(Text under study Opens)

ACT Liberal leader Alistair Coe (Image: AAP/Mick Tsikas)

What kind of political party goes 19 years and six elections without a win? In an election where some voters weren’t even alive the last time there was a Liberal government, the ACT Liberals not merely failed to dislodge the Labor-Greens coalition under Andrew Barr but went backwards, likely losing a seat in Canberra’s inordinately complex electoral system.

Part of the reason is that during those 19 years, the Canberra Liberals have gone from being a pragmatic centrist party under Kate Carnell and Gary Humphries to a clutch of bitter right-wingers led by the reactionary Alistair Coe, the only political leader in the country to oppose marriage equality, and Senator Zed Seselja, another marriage equality opponent and hardline anti-choice campaigner. Humphries understandably quit the party in disgust in 2014.

In the most progressive electorate in the country, the ACT Liberal Party is riddled with climate denialists, right-to-lifers, euthanasia opponents and even monarchists (a position that is beyond the pale even for Seselja, who is a republican).

It also hasn’t helped that for a majority of the time since 2001, Coalition governments has been in power federally, usually with an agenda of making life difficult for public servants. The current government has fought hard to suppress the wages of average public servants for the last six years.

(Text under study Closes)
(Records supplied Opens)

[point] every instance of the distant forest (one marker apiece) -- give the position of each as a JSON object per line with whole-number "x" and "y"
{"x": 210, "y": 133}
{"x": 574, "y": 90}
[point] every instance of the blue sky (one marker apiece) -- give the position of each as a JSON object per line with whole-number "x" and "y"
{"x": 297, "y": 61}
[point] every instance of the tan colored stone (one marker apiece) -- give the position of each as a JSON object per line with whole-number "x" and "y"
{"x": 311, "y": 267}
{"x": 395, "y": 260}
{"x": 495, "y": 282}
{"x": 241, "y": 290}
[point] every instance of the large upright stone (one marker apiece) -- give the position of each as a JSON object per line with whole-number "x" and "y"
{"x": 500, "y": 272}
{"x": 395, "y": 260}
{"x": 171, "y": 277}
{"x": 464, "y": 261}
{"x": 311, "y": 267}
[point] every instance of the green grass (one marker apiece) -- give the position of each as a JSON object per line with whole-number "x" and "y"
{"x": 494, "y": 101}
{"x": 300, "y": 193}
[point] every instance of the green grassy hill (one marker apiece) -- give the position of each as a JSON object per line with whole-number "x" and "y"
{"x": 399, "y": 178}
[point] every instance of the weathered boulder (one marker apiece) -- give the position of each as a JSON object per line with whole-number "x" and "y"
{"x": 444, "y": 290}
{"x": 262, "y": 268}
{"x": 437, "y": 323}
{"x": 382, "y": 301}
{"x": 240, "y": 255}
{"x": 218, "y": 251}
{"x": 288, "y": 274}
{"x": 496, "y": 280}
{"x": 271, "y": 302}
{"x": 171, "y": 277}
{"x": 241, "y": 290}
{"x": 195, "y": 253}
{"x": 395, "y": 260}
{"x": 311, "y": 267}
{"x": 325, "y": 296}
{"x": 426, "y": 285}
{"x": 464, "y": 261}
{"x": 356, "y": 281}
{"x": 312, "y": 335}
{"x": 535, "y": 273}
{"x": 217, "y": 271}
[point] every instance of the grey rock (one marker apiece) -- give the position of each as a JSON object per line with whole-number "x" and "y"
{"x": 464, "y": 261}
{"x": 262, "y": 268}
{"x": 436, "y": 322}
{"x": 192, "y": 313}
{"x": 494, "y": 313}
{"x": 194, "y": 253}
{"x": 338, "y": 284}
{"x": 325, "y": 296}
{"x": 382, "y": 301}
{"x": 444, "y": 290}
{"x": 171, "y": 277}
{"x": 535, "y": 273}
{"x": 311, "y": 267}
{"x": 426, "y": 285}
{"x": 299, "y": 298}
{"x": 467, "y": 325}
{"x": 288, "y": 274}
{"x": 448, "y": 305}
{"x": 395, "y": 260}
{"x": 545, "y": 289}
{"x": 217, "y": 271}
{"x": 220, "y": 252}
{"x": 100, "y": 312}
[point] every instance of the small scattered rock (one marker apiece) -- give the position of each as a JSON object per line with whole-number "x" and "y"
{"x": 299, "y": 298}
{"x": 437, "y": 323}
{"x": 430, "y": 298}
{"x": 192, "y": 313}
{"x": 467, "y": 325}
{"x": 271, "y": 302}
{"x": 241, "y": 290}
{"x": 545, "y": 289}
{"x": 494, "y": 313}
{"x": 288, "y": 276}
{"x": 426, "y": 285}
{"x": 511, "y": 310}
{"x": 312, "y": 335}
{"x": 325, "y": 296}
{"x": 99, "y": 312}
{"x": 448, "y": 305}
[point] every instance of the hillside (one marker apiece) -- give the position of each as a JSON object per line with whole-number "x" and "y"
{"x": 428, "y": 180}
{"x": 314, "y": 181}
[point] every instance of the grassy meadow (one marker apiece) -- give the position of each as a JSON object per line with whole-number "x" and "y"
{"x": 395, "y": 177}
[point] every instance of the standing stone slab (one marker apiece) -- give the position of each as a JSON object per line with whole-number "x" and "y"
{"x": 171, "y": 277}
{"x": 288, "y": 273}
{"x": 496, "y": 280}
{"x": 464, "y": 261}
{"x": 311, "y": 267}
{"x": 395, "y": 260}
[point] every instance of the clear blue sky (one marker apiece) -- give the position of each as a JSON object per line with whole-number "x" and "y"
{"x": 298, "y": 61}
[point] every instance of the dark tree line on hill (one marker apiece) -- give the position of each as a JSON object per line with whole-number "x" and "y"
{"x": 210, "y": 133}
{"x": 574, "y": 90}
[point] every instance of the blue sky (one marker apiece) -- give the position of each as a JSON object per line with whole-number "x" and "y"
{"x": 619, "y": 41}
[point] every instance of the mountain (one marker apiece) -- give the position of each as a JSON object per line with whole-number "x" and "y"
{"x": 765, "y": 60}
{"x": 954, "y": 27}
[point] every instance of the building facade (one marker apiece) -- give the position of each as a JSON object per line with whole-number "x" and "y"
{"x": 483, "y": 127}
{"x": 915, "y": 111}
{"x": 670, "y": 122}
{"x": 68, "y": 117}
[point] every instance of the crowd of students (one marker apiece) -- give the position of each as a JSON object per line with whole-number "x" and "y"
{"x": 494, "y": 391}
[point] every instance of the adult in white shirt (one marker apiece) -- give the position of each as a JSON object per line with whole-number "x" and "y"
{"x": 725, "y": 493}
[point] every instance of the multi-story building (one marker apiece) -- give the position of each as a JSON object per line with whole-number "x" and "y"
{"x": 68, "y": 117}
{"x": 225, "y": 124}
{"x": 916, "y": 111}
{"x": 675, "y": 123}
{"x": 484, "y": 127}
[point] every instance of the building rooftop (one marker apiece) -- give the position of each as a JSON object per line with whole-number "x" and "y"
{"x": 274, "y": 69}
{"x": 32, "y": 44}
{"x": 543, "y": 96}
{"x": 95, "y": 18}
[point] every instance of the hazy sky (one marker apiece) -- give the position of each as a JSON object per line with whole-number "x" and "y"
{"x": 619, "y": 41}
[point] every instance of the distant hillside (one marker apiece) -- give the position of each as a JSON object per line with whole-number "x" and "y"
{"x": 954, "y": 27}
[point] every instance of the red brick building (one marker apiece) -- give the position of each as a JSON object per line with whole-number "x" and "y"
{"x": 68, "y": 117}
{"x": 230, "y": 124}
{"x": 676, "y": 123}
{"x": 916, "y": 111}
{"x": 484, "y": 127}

(Records supplied Closes)

▶ **Using the information**
(A) In the article about the ACT Liberals, in what year did Gary Humphries quit the party?
(B) Duplicate the article about the ACT Liberals word for word from "It also hasn’t" to "last six years.".

▶ **Your responses**
(A) 2014

(B)
It also hasn’t helped that for a majority of the time since 2001, Coalition governments has been in power federally, usually with an agenda of making life difficult for public servants. The current government has fought hard to suppress the wages of average public servants for the last six years.